THE DATA:
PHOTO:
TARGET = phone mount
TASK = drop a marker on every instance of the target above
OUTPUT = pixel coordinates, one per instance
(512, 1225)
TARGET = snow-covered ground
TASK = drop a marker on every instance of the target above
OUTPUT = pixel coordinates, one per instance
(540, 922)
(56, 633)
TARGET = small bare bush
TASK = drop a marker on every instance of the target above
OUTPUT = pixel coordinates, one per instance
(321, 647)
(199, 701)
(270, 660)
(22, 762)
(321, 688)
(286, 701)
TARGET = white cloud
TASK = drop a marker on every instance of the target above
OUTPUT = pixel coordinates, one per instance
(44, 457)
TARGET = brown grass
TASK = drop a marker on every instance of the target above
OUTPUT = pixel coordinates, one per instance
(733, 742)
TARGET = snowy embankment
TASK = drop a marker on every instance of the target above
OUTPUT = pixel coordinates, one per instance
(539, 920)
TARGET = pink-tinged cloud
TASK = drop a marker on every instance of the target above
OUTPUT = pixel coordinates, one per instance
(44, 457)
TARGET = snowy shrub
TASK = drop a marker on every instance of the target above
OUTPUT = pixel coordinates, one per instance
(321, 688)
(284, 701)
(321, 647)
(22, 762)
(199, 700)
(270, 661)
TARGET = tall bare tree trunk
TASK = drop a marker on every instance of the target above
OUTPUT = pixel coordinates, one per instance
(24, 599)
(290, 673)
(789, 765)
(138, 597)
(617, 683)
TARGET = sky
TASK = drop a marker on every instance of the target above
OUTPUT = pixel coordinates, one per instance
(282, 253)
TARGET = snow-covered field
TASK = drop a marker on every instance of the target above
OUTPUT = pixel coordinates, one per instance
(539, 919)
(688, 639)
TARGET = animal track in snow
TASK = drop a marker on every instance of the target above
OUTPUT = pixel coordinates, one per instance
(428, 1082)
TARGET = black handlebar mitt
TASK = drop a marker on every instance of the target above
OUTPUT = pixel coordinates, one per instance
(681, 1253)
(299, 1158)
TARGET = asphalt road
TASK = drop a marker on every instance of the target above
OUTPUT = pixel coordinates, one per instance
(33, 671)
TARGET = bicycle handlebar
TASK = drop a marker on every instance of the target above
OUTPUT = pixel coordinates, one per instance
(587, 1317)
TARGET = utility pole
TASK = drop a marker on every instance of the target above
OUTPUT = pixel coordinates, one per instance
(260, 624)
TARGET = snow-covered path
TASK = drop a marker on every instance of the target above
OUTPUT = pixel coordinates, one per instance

DIRECTIONS: Scan the data above and report each line in which "covered" is present.

SOLUTION:
TARGET = snow-covered ground
TARGET = snow-covered field
TARGET = snow-covered path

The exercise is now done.